WHAT NEEDS TO BE DONE
Show each line of the material below that contains the string "wall", copying every such line in full.

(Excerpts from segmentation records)
--- start ---

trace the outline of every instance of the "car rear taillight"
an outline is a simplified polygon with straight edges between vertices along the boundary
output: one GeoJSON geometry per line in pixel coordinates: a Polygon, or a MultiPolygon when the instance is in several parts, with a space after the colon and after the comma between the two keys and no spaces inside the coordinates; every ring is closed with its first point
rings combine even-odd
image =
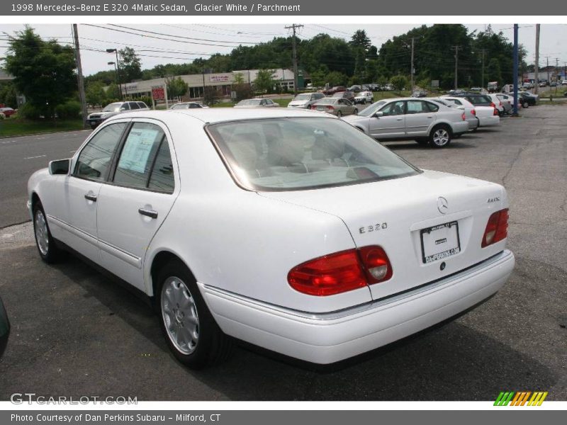
{"type": "Polygon", "coordinates": [[[290,286],[304,294],[332,295],[388,280],[392,266],[381,246],[349,249],[307,261],[288,273],[290,286]]]}
{"type": "Polygon", "coordinates": [[[496,211],[490,215],[484,231],[483,242],[481,244],[484,248],[506,239],[508,235],[508,209],[505,208],[496,211]]]}

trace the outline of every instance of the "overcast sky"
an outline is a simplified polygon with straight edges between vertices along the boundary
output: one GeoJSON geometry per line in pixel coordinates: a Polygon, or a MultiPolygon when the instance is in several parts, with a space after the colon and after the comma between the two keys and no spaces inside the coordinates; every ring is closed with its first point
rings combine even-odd
{"type": "MultiPolygon", "coordinates": [[[[269,24],[242,24],[242,25],[213,25],[213,24],[171,24],[171,25],[147,25],[123,24],[123,27],[138,28],[145,31],[153,31],[164,35],[150,34],[147,35],[161,38],[152,38],[140,35],[133,35],[125,32],[118,32],[108,28],[113,28],[120,31],[136,33],[125,28],[118,28],[110,25],[97,25],[99,27],[87,24],[79,25],[79,42],[82,47],[82,62],[83,72],[85,75],[94,74],[98,71],[113,69],[108,65],[108,62],[114,60],[114,56],[106,52],[107,48],[123,48],[128,45],[133,47],[140,55],[143,69],[152,68],[159,64],[184,63],[214,53],[228,53],[238,43],[244,45],[254,45],[271,40],[274,37],[286,36],[290,30],[286,30],[284,25],[269,24]],[[103,27],[103,28],[100,28],[103,27]],[[168,35],[181,36],[186,38],[177,38],[178,41],[163,40],[171,38],[168,35]],[[194,40],[196,38],[201,40],[194,40]],[[205,41],[210,40],[210,41],[205,41]],[[90,49],[90,50],[89,50],[90,49]]],[[[117,24],[118,25],[118,24],[117,24]]],[[[121,25],[121,24],[120,24],[121,25]]],[[[467,25],[471,31],[474,30],[484,30],[486,24],[467,25]]],[[[32,26],[43,38],[45,39],[55,38],[62,43],[70,43],[70,24],[52,24],[32,26]]],[[[370,37],[372,44],[378,49],[388,38],[399,35],[417,25],[334,25],[334,24],[308,24],[299,30],[298,35],[301,38],[310,38],[320,33],[325,33],[334,37],[342,37],[349,40],[353,33],[358,29],[364,29],[370,37]]],[[[502,31],[510,40],[512,40],[513,30],[511,24],[492,24],[495,32],[502,31]]],[[[21,30],[23,25],[3,24],[1,32],[13,35],[15,31],[21,30]]],[[[554,64],[556,58],[558,58],[560,66],[567,62],[567,25],[542,24],[540,35],[540,66],[545,65],[546,57],[549,57],[549,64],[554,64]]],[[[520,42],[523,44],[528,52],[527,62],[533,63],[535,47],[535,25],[520,25],[519,30],[520,42]]],[[[6,55],[6,36],[0,34],[0,57],[6,55]]],[[[416,43],[416,50],[419,44],[416,43]]],[[[290,64],[291,65],[291,64],[290,64]]],[[[1,66],[0,64],[0,66],[1,66]]]]}

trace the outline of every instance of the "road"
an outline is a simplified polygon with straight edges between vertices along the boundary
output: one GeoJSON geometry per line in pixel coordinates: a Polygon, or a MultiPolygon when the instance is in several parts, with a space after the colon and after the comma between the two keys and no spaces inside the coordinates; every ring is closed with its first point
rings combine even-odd
{"type": "Polygon", "coordinates": [[[26,210],[28,178],[50,161],[70,157],[91,130],[0,139],[0,228],[30,219],[26,210]]]}
{"type": "Polygon", "coordinates": [[[73,257],[42,263],[29,223],[0,230],[0,294],[13,327],[0,360],[0,400],[28,392],[140,400],[493,400],[507,390],[567,400],[566,112],[529,108],[445,149],[388,144],[422,168],[503,183],[517,265],[478,309],[335,370],[313,371],[239,346],[216,368],[191,371],[169,353],[157,318],[130,292],[73,257]]]}

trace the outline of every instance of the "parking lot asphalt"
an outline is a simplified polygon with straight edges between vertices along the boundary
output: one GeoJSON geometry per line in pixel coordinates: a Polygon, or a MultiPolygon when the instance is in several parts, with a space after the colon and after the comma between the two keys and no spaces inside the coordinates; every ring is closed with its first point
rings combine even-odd
{"type": "Polygon", "coordinates": [[[28,178],[50,161],[69,158],[91,130],[0,139],[0,228],[29,220],[28,178]]]}
{"type": "MultiPolygon", "coordinates": [[[[30,225],[0,230],[0,296],[12,333],[0,400],[13,392],[139,400],[567,400],[567,107],[529,108],[434,149],[386,144],[412,164],[503,183],[516,268],[495,297],[394,347],[314,371],[237,347],[201,371],[169,353],[141,300],[69,257],[43,264],[30,225]]],[[[4,212],[3,212],[4,214],[4,212]]]]}

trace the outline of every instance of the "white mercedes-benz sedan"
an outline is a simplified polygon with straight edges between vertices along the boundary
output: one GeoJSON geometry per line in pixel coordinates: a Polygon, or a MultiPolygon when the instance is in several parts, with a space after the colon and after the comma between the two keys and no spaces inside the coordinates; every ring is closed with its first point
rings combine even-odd
{"type": "Polygon", "coordinates": [[[305,110],[120,114],[28,190],[41,258],[72,250],[148,297],[193,368],[233,339],[337,362],[476,306],[515,263],[503,186],[305,110]]]}

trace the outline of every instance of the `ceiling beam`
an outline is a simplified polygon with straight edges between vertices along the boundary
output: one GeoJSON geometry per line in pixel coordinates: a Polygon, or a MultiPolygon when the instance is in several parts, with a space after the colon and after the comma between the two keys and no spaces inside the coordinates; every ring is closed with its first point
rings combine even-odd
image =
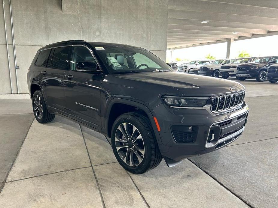
{"type": "MultiPolygon", "coordinates": [[[[278,11],[277,11],[278,13],[278,11]]],[[[234,28],[242,28],[278,31],[278,26],[272,25],[260,25],[260,24],[250,24],[247,23],[236,23],[227,22],[210,21],[207,23],[201,23],[198,20],[193,20],[185,19],[177,19],[173,18],[168,18],[168,24],[179,25],[191,25],[196,26],[206,26],[217,27],[234,28]]],[[[237,31],[235,31],[236,32],[237,31]]]]}
{"type": "Polygon", "coordinates": [[[275,18],[267,18],[247,16],[244,13],[241,15],[218,13],[217,10],[209,12],[190,10],[168,10],[168,17],[179,19],[195,19],[201,21],[218,21],[227,22],[257,24],[278,25],[278,21],[275,18]]]}
{"type": "MultiPolygon", "coordinates": [[[[264,3],[264,1],[261,1],[264,3]]],[[[247,16],[278,19],[276,8],[231,4],[212,1],[169,0],[168,8],[208,12],[215,11],[215,12],[224,14],[240,15],[244,14],[247,16]]]]}
{"type": "MultiPolygon", "coordinates": [[[[205,25],[205,24],[204,24],[205,25]]],[[[196,30],[202,31],[211,31],[214,32],[234,32],[234,28],[228,28],[216,27],[207,27],[203,26],[196,26],[190,25],[178,25],[168,24],[167,28],[171,30],[196,30]]],[[[266,34],[267,30],[257,30],[255,29],[237,28],[237,31],[238,32],[252,33],[253,34],[266,34]]]]}
{"type": "MultiPolygon", "coordinates": [[[[184,34],[197,34],[207,35],[234,35],[233,33],[230,32],[214,32],[212,31],[200,31],[196,30],[167,30],[168,33],[182,33],[184,34]]],[[[237,34],[237,36],[244,36],[250,37],[252,36],[252,33],[239,33],[237,34]]]]}

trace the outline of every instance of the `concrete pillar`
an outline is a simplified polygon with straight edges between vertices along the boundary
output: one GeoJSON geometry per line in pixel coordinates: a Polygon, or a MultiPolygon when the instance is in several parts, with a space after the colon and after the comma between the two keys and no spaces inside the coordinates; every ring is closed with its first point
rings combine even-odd
{"type": "Polygon", "coordinates": [[[234,39],[229,38],[227,42],[227,52],[226,53],[226,58],[230,58],[231,57],[231,48],[233,43],[234,41],[234,39]]]}

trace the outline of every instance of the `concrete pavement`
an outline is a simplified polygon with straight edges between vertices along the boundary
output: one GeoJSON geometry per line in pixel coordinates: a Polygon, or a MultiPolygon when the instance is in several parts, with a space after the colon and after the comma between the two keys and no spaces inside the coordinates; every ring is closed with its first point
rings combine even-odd
{"type": "MultiPolygon", "coordinates": [[[[59,116],[42,124],[32,123],[31,114],[0,115],[14,117],[0,117],[0,141],[6,141],[0,150],[6,149],[11,161],[0,159],[0,167],[5,167],[0,207],[275,207],[278,95],[273,91],[263,95],[256,92],[278,84],[246,83],[250,109],[240,138],[172,168],[163,160],[140,175],[122,168],[104,136],[85,127],[59,116]],[[9,146],[13,137],[19,141],[9,146]]],[[[0,112],[13,109],[9,100],[0,100],[0,112]]],[[[30,103],[25,102],[23,110],[28,111],[30,103]]]]}

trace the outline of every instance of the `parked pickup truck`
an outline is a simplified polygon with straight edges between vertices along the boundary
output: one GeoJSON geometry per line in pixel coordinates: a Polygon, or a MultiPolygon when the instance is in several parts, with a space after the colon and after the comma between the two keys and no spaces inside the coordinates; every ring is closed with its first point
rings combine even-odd
{"type": "Polygon", "coordinates": [[[198,73],[199,74],[206,76],[212,76],[215,77],[218,77],[220,73],[219,70],[222,65],[230,64],[235,59],[229,58],[215,60],[211,64],[206,65],[200,67],[198,73]]]}
{"type": "Polygon", "coordinates": [[[220,68],[220,75],[224,79],[228,79],[230,76],[236,76],[237,68],[240,64],[251,62],[255,57],[238,58],[231,64],[223,65],[220,68]]]}
{"type": "Polygon", "coordinates": [[[237,78],[241,80],[247,77],[255,77],[258,82],[266,79],[266,73],[269,66],[276,64],[278,56],[258,57],[249,63],[239,65],[237,69],[237,78]]]}

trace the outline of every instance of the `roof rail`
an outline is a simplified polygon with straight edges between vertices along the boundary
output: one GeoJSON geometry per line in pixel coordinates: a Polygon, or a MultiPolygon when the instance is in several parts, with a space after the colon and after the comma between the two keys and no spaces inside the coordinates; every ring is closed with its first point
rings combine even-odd
{"type": "Polygon", "coordinates": [[[49,45],[52,45],[53,44],[56,44],[56,43],[66,43],[67,42],[69,42],[70,41],[72,42],[72,41],[85,41],[85,40],[64,40],[63,41],[61,41],[60,42],[56,42],[56,43],[50,43],[50,44],[48,44],[48,45],[46,45],[45,46],[49,46],[49,45]]]}

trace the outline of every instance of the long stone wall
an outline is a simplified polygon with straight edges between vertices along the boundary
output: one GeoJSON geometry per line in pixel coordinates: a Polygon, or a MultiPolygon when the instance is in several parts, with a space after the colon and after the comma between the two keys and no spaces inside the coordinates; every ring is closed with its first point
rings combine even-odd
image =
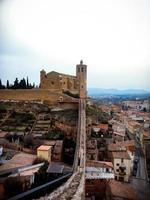
{"type": "Polygon", "coordinates": [[[4,89],[0,90],[0,100],[45,101],[50,105],[58,104],[60,101],[76,101],[74,98],[63,94],[60,91],[49,89],[4,89]]]}

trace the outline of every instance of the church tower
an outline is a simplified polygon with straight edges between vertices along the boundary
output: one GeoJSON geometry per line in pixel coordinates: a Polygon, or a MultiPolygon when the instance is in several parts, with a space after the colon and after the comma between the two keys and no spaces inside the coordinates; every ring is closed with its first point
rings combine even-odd
{"type": "Polygon", "coordinates": [[[80,64],[76,66],[76,76],[79,82],[79,96],[85,99],[87,96],[87,66],[80,61],[80,64]]]}

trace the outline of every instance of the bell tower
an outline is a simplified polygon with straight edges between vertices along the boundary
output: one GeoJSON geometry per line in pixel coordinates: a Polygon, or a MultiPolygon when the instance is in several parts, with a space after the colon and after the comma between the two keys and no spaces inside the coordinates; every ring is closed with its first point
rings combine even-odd
{"type": "Polygon", "coordinates": [[[76,66],[76,76],[79,82],[79,96],[81,99],[85,99],[87,96],[87,66],[80,61],[80,64],[76,66]]]}

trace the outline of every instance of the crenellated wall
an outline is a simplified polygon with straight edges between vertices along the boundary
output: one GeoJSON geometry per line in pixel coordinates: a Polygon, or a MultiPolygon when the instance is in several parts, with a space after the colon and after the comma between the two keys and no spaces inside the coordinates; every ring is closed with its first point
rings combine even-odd
{"type": "Polygon", "coordinates": [[[59,102],[77,101],[58,90],[49,89],[4,89],[0,90],[0,100],[45,101],[49,105],[58,104],[59,102]]]}

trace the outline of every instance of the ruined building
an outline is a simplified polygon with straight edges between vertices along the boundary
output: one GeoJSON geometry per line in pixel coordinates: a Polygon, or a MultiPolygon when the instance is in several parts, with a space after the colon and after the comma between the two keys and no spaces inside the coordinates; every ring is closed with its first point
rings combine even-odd
{"type": "Polygon", "coordinates": [[[80,61],[76,66],[76,76],[62,74],[55,71],[46,73],[44,70],[40,74],[40,88],[54,91],[79,94],[80,98],[86,98],[87,88],[87,66],[80,61]]]}

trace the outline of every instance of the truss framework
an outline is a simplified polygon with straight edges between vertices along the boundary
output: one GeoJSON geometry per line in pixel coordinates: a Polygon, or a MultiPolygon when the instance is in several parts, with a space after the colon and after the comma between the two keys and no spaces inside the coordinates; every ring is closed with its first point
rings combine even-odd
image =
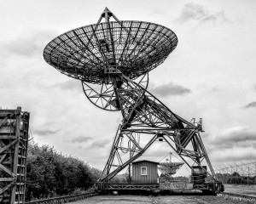
{"type": "Polygon", "coordinates": [[[29,113],[0,110],[0,202],[24,203],[29,113]]]}
{"type": "MultiPolygon", "coordinates": [[[[123,83],[121,86],[115,86],[115,92],[120,104],[123,121],[118,128],[100,181],[108,182],[129,167],[159,138],[165,140],[189,167],[191,167],[184,157],[190,158],[201,167],[201,162],[206,160],[210,169],[207,173],[217,181],[201,137],[201,121],[198,124],[187,122],[139,84],[123,74],[119,77],[119,80],[123,83]],[[137,135],[149,139],[144,146],[137,142],[137,135]],[[127,141],[126,145],[122,144],[125,139],[127,141]],[[189,144],[192,150],[189,148],[189,144]],[[126,154],[128,152],[129,156],[126,154]]],[[[113,84],[116,84],[114,80],[113,84]]]]}
{"type": "Polygon", "coordinates": [[[90,102],[122,113],[101,182],[108,182],[127,166],[131,177],[131,163],[160,138],[189,167],[184,157],[203,169],[201,163],[206,160],[210,171],[204,170],[217,181],[201,137],[201,120],[197,124],[184,120],[147,91],[146,76],[177,44],[177,36],[170,29],[149,22],[120,21],[106,8],[96,24],[67,31],[45,47],[46,62],[81,80],[90,102]],[[110,17],[115,21],[109,21],[110,17]],[[139,77],[143,81],[135,82],[139,77]],[[141,145],[138,139],[146,135],[148,143],[141,145]]]}

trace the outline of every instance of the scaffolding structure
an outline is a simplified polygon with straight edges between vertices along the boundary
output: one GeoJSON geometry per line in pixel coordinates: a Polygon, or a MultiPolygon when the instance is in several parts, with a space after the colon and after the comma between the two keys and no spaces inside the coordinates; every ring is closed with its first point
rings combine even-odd
{"type": "Polygon", "coordinates": [[[222,164],[215,167],[215,173],[224,184],[256,184],[256,161],[222,164]]]}
{"type": "Polygon", "coordinates": [[[0,203],[24,203],[29,113],[0,110],[0,203]]]}

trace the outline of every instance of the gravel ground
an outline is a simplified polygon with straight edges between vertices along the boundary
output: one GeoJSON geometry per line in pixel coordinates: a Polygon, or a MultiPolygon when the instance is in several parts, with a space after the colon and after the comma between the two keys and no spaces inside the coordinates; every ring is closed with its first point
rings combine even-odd
{"type": "MultiPolygon", "coordinates": [[[[214,196],[99,196],[82,201],[69,202],[70,204],[233,204],[232,200],[225,200],[214,196]]],[[[240,202],[241,203],[241,202],[240,202]]]]}
{"type": "Polygon", "coordinates": [[[225,184],[225,192],[256,196],[256,185],[233,185],[225,184]]]}

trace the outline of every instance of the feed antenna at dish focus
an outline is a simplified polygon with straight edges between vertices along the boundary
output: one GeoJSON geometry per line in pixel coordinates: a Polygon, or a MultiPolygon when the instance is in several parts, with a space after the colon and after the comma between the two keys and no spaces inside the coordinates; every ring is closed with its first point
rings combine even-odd
{"type": "Polygon", "coordinates": [[[80,80],[92,104],[122,113],[101,182],[108,182],[127,167],[131,178],[131,162],[159,138],[189,167],[184,156],[201,167],[206,160],[208,174],[217,180],[200,135],[201,122],[178,116],[147,90],[148,72],[163,63],[177,44],[177,36],[170,29],[149,22],[119,20],[106,8],[96,24],[67,31],[44,48],[45,61],[80,80]],[[109,21],[111,17],[115,21],[109,21]],[[146,134],[151,137],[143,146],[137,139],[146,134]]]}

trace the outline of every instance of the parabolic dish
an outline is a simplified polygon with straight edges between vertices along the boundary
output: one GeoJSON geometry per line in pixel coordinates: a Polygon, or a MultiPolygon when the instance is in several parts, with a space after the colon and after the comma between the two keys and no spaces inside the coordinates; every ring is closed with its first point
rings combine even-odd
{"type": "Polygon", "coordinates": [[[110,21],[79,27],[52,40],[44,50],[50,65],[91,83],[111,83],[106,67],[131,79],[155,68],[176,48],[170,29],[149,22],[110,21]]]}

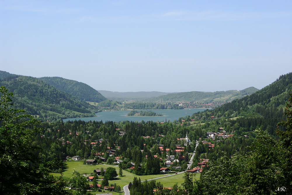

--- end ---

RESULT FOR THIS EXERCISE
trace the outline of every instance of the long stone wall
trace the outline of every instance of the crenellated wall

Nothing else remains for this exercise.